:: Excerpt ::
┌──
Pam Am Flight 103 was blown up over the Scottish town of Lockerbie in December 1988 on its journey from London to New York killing 270 people, mostly Americans on their way home for Christmas.

Libyan intelligence officer Abdel Basset Al Megrahi was jailed for life in 2001 after being found guilty of the murder of 243 passengers, 16 crew and 11 residents of Lockerbie who died in the attack. He is the only person to be convicted over the bombing.

Megrahi, who denied involvement, died in Libya in 2012 after being released three years earlier by Scotland's government on compassionate grounds following a diagnosis of terminal cancer.

In March, an independent Scottish review body ruled his family could launch an appeal after concluding there might have been a miscarriage of justice.

A 419-page review report found that new information still pointed towards “Libya, and Mr Megrahi as an operative in 1988 for that state, as being the culprits in the bombing of PA 103”, the review body found.

But it said the failure of prosecutors to disclose that the US government had paid a key witness, as well as questions over the identity of Al Megrahi as the man who bought items packed inside the suitcase that contained the bomb, meant the case should go to appeal.
└──
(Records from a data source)
┌──
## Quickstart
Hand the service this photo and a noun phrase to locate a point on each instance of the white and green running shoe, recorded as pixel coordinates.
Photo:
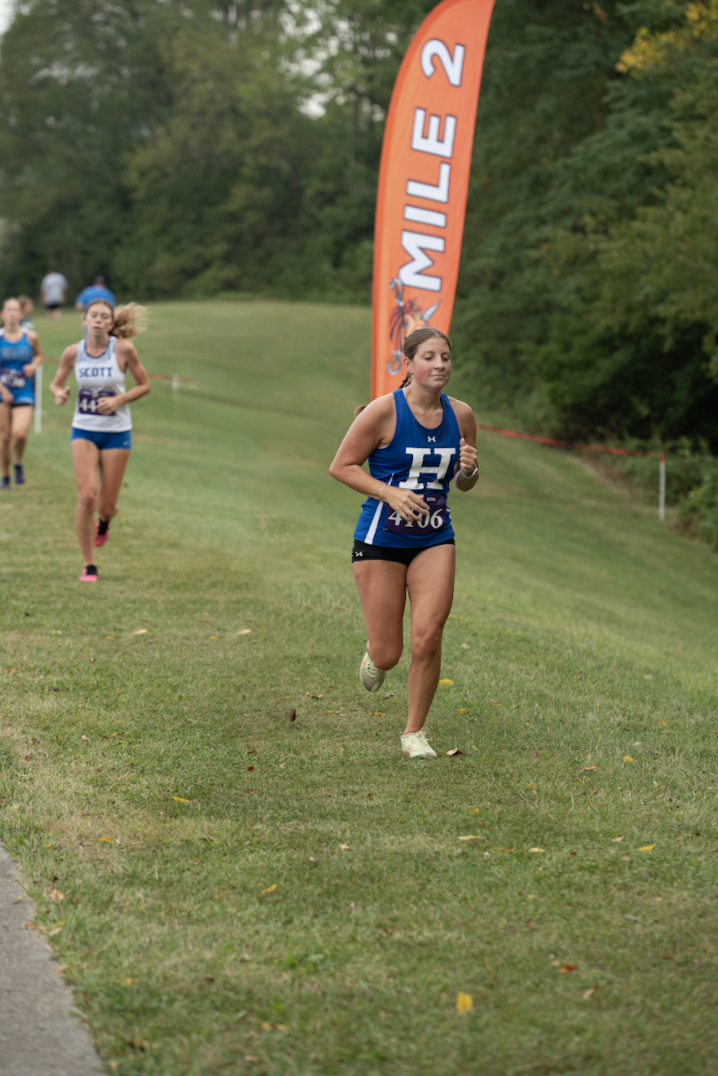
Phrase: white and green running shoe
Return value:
(417, 746)
(369, 675)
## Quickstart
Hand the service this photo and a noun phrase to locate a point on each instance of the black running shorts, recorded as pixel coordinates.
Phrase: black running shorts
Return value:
(399, 554)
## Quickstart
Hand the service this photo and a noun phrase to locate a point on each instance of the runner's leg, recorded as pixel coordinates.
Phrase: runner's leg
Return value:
(85, 461)
(5, 437)
(382, 592)
(113, 463)
(430, 583)
(22, 420)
└──
:: Exercise requirements ::
1. From the Lockerbie bombing excerpt, list the groups of people whose murder Megrahi was found guilty of, with the number in each group.
2. According to the Lockerbie bombing excerpt, how many pages long was the review report?
3. Pick up the Lockerbie bombing excerpt from where it stops and keep writing.

:: Answers in order ::
1.
243 passengers
16 crew
11 residents of Lockerbie

2. 419 pages.

3.
"Overturning of the verdict for the Megrahi family and many of the families of British victims also supporting the appeal, would vindicate their belief that the governments of the United States and the United Kingdom stand accused of having lived a monumental lie for 31 years," the family's lawyer Aamer Anwar said.

Five judges will hear the appeal including the head of Scotland's judiciary, Lord Justice General Colin Sutherland.

Megrahi first appealed in 2002 but this was rejected by Scotland's High Court. A second appeal was abandoned in 2009 just before his return to Libya.

In 2003, then-Libyan leader Muammar Qaddafi accepted his country's responsibility for the bombing and paid compensation to the victims' families, but did not admit to personally ordering the attack. However, Megrahi's family and some relatives of the Scottish victims have always doubted his guilt.